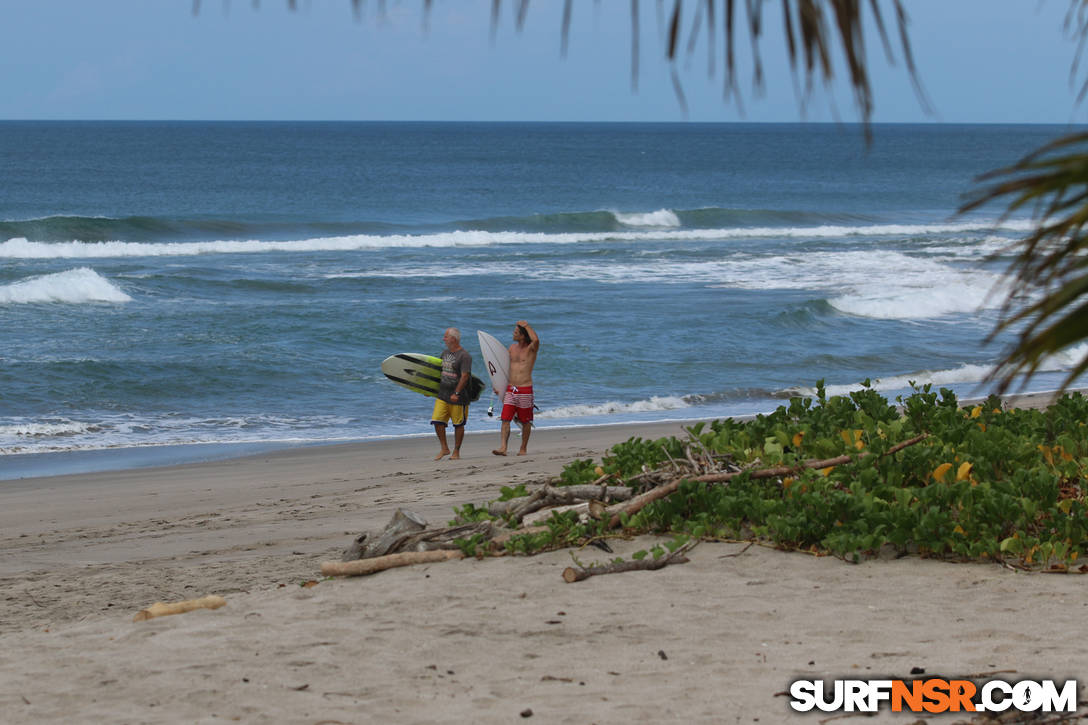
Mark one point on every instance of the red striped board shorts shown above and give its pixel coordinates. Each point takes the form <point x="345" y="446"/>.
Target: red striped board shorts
<point x="518" y="398"/>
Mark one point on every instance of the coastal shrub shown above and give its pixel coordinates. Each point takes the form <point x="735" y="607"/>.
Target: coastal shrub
<point x="986" y="483"/>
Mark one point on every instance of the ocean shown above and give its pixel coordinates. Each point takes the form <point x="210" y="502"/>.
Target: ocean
<point x="182" y="291"/>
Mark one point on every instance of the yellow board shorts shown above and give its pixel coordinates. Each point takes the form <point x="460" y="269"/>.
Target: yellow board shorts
<point x="448" y="412"/>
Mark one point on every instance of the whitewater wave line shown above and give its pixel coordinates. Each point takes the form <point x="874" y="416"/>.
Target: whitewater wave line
<point x="22" y="248"/>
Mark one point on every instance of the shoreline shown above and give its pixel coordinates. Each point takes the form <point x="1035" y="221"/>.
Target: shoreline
<point x="31" y="466"/>
<point x="479" y="640"/>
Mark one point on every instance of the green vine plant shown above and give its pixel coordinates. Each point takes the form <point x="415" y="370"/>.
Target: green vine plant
<point x="986" y="483"/>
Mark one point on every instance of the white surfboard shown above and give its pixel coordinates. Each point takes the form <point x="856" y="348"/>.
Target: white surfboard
<point x="496" y="358"/>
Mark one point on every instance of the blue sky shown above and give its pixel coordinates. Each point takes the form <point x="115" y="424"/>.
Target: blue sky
<point x="984" y="61"/>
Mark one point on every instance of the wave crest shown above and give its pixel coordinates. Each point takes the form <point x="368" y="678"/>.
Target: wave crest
<point x="73" y="287"/>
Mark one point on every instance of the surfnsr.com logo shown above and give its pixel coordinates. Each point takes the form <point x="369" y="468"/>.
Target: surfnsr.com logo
<point x="934" y="696"/>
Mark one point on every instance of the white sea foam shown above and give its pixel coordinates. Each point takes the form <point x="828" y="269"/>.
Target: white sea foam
<point x="45" y="429"/>
<point x="964" y="375"/>
<point x="74" y="286"/>
<point x="613" y="408"/>
<point x="660" y="218"/>
<point x="21" y="248"/>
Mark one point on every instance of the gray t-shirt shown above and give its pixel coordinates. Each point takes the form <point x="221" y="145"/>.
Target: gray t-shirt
<point x="454" y="365"/>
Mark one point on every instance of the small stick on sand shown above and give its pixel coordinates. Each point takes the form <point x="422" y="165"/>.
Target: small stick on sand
<point x="365" y="566"/>
<point x="162" y="609"/>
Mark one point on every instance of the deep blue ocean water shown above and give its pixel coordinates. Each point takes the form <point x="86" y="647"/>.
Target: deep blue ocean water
<point x="238" y="284"/>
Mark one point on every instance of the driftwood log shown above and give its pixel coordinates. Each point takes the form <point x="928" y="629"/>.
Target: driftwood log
<point x="570" y="574"/>
<point x="549" y="496"/>
<point x="365" y="566"/>
<point x="163" y="609"/>
<point x="641" y="501"/>
<point x="407" y="531"/>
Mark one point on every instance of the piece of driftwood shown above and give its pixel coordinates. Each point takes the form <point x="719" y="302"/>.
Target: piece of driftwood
<point x="641" y="501"/>
<point x="403" y="524"/>
<point x="557" y="495"/>
<point x="399" y="538"/>
<point x="571" y="574"/>
<point x="163" y="609"/>
<point x="499" y="540"/>
<point x="544" y="514"/>
<point x="365" y="566"/>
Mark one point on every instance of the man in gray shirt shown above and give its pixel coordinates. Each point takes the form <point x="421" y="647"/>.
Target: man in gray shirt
<point x="453" y="398"/>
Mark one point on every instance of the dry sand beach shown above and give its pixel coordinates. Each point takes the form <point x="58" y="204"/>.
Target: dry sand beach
<point x="501" y="640"/>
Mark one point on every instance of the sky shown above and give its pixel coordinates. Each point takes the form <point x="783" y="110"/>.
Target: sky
<point x="979" y="61"/>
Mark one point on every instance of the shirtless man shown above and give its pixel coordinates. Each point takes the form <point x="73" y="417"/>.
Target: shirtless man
<point x="519" y="391"/>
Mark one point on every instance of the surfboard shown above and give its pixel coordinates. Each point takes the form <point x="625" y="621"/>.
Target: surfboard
<point x="422" y="373"/>
<point x="496" y="358"/>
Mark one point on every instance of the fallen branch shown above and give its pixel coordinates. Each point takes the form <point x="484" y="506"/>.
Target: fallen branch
<point x="640" y="502"/>
<point x="163" y="609"/>
<point x="570" y="574"/>
<point x="365" y="566"/>
<point x="557" y="495"/>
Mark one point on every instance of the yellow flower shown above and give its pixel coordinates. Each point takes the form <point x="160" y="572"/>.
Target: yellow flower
<point x="940" y="471"/>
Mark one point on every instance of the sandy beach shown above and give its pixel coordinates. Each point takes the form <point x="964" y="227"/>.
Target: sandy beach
<point x="498" y="640"/>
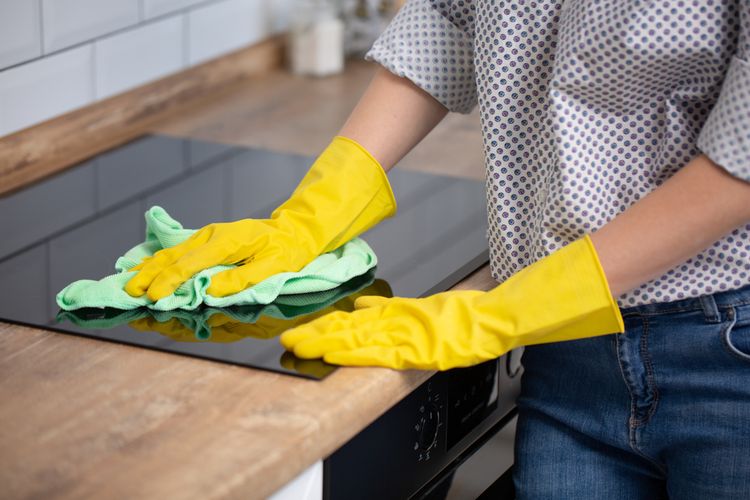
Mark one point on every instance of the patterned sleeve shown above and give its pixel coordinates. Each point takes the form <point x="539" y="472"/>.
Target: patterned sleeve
<point x="430" y="42"/>
<point x="725" y="137"/>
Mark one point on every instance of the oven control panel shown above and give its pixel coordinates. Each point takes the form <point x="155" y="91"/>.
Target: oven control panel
<point x="429" y="424"/>
<point x="416" y="439"/>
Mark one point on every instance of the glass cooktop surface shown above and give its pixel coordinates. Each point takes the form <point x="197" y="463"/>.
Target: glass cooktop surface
<point x="75" y="224"/>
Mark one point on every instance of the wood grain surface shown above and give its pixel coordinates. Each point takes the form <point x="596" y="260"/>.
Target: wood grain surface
<point x="35" y="152"/>
<point x="82" y="418"/>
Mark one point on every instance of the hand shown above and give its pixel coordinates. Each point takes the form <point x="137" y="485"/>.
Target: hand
<point x="345" y="193"/>
<point x="561" y="297"/>
<point x="262" y="248"/>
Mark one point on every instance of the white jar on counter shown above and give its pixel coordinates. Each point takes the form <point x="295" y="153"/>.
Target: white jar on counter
<point x="316" y="38"/>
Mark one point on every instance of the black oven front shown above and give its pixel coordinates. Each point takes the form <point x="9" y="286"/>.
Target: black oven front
<point x="413" y="450"/>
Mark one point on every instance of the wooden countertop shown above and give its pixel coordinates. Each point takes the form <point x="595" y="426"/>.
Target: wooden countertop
<point x="81" y="418"/>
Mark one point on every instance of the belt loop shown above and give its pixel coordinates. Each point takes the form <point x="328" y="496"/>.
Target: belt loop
<point x="710" y="309"/>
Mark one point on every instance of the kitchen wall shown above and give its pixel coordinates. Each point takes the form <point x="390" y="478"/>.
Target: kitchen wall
<point x="59" y="55"/>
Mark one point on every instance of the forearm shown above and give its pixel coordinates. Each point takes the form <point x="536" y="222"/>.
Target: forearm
<point x="697" y="206"/>
<point x="392" y="117"/>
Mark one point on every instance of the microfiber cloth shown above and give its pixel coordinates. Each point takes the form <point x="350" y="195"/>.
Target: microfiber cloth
<point x="326" y="272"/>
<point x="283" y="308"/>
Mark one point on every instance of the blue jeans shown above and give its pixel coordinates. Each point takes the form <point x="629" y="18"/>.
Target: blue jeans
<point x="661" y="411"/>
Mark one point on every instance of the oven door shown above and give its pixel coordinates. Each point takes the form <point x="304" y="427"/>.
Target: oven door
<point x="450" y="438"/>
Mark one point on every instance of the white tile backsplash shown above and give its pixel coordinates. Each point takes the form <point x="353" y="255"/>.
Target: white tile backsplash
<point x="20" y="31"/>
<point x="44" y="88"/>
<point x="58" y="55"/>
<point x="137" y="56"/>
<point x="153" y="8"/>
<point x="68" y="22"/>
<point x="224" y="26"/>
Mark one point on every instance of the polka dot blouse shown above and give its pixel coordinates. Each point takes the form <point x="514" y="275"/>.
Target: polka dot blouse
<point x="587" y="106"/>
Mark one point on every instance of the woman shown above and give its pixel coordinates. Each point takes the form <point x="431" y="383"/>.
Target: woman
<point x="617" y="142"/>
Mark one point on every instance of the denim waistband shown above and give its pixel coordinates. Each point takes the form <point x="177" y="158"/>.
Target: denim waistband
<point x="709" y="304"/>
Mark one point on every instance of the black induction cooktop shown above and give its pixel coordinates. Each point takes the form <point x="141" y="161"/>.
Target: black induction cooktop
<point x="75" y="224"/>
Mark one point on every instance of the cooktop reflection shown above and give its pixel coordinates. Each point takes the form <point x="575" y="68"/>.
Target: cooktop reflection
<point x="74" y="225"/>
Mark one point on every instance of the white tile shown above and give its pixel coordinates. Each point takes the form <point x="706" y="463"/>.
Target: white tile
<point x="68" y="22"/>
<point x="137" y="56"/>
<point x="44" y="88"/>
<point x="20" y="33"/>
<point x="225" y="26"/>
<point x="153" y="8"/>
<point x="280" y="12"/>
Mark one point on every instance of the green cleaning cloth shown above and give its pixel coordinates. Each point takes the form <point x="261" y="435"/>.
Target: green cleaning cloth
<point x="198" y="322"/>
<point x="326" y="272"/>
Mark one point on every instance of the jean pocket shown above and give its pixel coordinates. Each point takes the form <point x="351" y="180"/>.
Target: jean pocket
<point x="737" y="336"/>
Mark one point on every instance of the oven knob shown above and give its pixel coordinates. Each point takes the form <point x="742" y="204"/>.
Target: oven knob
<point x="427" y="427"/>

**********

§ **What to produce**
Render each line from the one containing "Mark one point on every instance of the jean" through the last line of the entries as a JSON list of strings, one string per line, with blank lines omitted.

§ **Response**
[
  "Mark one point on every instance of the jean pocket shown above and give its pixel coordinates. Each point takes the form <point x=\"351\" y=\"180\"/>.",
  "Target: jean pocket",
  "<point x=\"737\" y=\"336\"/>",
  "Mark one point on every instance of the oven knob shown above and give its pixel coordinates. Each point takes the form <point x=\"742\" y=\"204\"/>.",
  "Target: oven knob",
  "<point x=\"427\" y=\"427\"/>"
]